Exercise:
Reproduce the items word for word, starting at the very first line and ending with the line that contains "[313,276,377,335]". Include both ends and nothing past that line.

____________________

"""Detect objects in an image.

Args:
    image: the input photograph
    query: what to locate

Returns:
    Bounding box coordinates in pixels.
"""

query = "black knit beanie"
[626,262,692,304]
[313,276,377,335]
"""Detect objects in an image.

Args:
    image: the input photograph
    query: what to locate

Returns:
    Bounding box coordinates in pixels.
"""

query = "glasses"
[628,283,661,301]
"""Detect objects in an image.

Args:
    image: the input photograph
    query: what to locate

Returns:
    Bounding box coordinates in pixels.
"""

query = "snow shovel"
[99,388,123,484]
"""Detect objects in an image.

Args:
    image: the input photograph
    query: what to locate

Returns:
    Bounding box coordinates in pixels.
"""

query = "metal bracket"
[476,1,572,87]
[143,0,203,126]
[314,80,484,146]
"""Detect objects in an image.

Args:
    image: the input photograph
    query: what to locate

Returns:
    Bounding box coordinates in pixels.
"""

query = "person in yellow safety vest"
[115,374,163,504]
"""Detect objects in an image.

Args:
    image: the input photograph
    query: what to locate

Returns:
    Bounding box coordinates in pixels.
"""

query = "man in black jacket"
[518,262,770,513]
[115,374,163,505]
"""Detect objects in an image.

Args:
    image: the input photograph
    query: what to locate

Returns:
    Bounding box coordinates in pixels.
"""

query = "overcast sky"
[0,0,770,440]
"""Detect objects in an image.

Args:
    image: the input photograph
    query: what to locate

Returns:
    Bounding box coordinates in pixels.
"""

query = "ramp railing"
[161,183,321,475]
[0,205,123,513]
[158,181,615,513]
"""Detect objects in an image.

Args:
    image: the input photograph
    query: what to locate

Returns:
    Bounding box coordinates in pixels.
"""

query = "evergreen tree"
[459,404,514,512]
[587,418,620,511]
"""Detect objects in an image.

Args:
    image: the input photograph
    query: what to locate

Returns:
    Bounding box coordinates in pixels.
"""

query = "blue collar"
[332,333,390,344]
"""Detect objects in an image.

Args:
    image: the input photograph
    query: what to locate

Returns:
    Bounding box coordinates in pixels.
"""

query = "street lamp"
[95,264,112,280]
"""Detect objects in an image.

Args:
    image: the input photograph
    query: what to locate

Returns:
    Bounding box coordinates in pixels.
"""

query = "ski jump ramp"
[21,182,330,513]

____________________

Finished exercise:
"""Detect objects in an image.

Args:
    image: the input photograph
    query: what to locate

Returns:
    Bounding box coordinates in pixels.
"""

query = "black knit beanie"
[626,262,692,304]
[313,276,377,335]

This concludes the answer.